**Prompt:** Exactly the lines from the opening of the records through the line containing "Phrase -- roof" should be copied, with both included.

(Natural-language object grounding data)

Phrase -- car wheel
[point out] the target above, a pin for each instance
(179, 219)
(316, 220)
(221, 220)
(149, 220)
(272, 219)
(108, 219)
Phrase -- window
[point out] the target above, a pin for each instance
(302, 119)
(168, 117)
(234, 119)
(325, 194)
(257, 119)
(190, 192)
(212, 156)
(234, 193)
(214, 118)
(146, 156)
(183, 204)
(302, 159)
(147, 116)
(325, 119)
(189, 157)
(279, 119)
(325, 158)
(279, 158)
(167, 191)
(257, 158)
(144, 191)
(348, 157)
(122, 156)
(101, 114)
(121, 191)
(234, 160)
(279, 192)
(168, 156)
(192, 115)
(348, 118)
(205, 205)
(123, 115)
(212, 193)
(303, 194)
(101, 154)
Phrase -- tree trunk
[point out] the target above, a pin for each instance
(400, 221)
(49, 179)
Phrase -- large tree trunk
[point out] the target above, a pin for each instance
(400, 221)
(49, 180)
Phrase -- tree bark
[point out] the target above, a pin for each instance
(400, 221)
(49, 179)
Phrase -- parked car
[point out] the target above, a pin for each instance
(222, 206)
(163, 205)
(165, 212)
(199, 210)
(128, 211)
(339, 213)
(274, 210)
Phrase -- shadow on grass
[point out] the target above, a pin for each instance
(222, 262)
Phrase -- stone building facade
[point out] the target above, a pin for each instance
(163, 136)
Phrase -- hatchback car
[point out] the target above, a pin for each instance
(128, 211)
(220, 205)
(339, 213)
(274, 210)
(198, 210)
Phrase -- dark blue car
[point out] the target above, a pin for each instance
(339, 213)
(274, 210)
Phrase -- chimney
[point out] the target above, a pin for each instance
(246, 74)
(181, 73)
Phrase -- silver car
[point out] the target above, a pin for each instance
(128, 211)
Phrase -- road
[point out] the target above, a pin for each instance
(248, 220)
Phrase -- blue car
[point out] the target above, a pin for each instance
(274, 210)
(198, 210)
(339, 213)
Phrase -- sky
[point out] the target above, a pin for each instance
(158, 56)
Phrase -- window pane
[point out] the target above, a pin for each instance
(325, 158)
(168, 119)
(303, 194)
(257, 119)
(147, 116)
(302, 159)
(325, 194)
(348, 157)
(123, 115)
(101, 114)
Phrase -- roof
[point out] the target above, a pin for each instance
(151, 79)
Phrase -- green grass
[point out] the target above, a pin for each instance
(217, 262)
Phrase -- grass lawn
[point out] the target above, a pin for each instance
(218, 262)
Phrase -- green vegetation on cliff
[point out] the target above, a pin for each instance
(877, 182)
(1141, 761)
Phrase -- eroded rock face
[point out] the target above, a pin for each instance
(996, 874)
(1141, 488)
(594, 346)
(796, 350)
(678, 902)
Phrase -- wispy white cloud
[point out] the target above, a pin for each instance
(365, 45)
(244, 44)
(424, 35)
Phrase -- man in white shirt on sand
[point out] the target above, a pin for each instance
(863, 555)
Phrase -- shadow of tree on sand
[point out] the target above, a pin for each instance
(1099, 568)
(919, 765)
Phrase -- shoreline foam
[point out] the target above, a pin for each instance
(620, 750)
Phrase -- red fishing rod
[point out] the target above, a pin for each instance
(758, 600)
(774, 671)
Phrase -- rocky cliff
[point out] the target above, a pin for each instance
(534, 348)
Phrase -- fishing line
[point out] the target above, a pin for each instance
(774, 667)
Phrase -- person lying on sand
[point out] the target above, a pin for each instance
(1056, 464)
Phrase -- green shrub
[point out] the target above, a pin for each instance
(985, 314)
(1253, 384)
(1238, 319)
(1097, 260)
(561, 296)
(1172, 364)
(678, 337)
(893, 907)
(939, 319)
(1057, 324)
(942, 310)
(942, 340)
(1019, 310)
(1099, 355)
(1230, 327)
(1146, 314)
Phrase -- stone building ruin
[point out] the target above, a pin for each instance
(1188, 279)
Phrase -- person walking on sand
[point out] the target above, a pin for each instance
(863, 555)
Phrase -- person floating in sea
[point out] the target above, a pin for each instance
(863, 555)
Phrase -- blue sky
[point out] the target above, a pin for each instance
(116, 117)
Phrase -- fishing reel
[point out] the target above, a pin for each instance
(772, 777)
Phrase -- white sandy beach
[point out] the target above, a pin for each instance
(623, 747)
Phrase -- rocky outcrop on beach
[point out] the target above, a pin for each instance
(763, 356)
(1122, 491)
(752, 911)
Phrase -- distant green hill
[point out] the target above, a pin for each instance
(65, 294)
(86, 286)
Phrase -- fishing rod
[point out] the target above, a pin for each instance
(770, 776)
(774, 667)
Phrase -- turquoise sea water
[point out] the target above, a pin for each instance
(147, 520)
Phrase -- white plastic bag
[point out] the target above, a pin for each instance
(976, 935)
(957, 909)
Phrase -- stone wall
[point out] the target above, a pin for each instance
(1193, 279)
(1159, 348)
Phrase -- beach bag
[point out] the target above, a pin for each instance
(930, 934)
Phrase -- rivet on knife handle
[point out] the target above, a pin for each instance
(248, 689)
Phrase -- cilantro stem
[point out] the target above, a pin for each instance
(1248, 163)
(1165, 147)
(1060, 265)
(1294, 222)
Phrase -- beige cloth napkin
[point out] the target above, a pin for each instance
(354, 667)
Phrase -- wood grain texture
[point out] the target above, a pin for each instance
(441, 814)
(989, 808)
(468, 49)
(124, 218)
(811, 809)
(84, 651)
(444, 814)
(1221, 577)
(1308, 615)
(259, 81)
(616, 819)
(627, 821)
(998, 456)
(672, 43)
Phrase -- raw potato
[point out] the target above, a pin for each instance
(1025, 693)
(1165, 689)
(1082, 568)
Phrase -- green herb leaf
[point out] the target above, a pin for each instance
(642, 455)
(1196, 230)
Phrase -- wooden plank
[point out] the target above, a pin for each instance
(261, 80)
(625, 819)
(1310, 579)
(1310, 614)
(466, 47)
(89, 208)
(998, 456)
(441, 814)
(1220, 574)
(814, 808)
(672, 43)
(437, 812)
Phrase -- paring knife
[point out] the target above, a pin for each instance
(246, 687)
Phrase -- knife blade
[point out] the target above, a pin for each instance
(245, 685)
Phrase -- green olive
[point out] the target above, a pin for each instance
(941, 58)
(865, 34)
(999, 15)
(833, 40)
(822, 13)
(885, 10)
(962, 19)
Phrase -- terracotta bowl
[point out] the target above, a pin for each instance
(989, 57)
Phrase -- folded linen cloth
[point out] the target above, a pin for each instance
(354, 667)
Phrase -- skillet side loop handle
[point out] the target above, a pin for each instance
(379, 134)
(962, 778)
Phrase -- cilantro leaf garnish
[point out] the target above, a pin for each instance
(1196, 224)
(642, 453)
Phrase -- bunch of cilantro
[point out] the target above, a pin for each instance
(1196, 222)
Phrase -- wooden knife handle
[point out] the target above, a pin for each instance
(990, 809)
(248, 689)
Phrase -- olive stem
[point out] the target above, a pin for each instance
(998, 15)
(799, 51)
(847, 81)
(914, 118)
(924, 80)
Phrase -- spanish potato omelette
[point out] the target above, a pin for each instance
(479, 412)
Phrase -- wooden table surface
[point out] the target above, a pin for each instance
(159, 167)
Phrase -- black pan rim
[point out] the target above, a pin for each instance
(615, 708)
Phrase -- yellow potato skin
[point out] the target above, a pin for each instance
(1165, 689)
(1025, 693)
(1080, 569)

**Expected answer:**
Phrase -- car wheel
[point out] the target above, a pin for each instance
(179, 219)
(316, 220)
(221, 220)
(149, 220)
(272, 219)
(108, 219)
Phrase -- window
[point out] the target above, a pin for each instance
(302, 119)
(168, 117)
(234, 119)
(325, 194)
(257, 119)
(190, 192)
(212, 156)
(234, 193)
(214, 118)
(146, 156)
(183, 204)
(302, 159)
(147, 116)
(325, 119)
(189, 157)
(279, 119)
(325, 158)
(279, 158)
(167, 191)
(257, 158)
(144, 191)
(348, 157)
(122, 156)
(101, 114)
(121, 191)
(234, 160)
(279, 192)
(168, 156)
(192, 115)
(348, 118)
(205, 205)
(123, 115)
(212, 193)
(303, 194)
(101, 154)
Phrase -- tree trunk
[point out] the target above, a pin for each instance
(400, 221)
(49, 179)
Phrase -- large tree trunk
[point out] the target above, a pin for each instance
(400, 221)
(49, 180)
Phrase -- tree bark
[point out] the target above, a pin for each instance
(400, 221)
(49, 179)
Phrase -- parked car
[point out] the target above, a pin for each instance
(222, 206)
(163, 205)
(165, 212)
(199, 210)
(128, 211)
(339, 213)
(274, 210)
Phrase -- shadow on grass
[point out] the target above, a pin for each instance
(222, 262)
Phrase -- stone building facade
[point out] the target above, a pin for each instance
(163, 136)
Phrase -- hatchback car
[point out] the target above, a pin for each instance
(128, 211)
(220, 205)
(339, 213)
(274, 210)
(198, 210)
Phrase -- dark blue car
[point out] the target above, a pin for each instance
(339, 213)
(274, 210)
Phrase -- chimney
[point out] the target above, a pin for each instance
(246, 74)
(181, 73)
Phrase -- silver car
[point out] the target above, a pin for each instance
(128, 211)
Phrase -- road
[point out] the target above, a pin for each instance
(248, 220)
Phrase -- blue car
[point out] the target above, a pin for each instance
(274, 210)
(198, 210)
(339, 213)
Phrase -- sky
[point out] the target above, a pin for each instance
(158, 56)
Phrase -- window pane
[point out] the target above, a pin for each instance
(325, 158)
(168, 119)
(303, 194)
(257, 119)
(147, 116)
(302, 159)
(325, 194)
(348, 157)
(123, 115)
(101, 114)
Phrase -- roof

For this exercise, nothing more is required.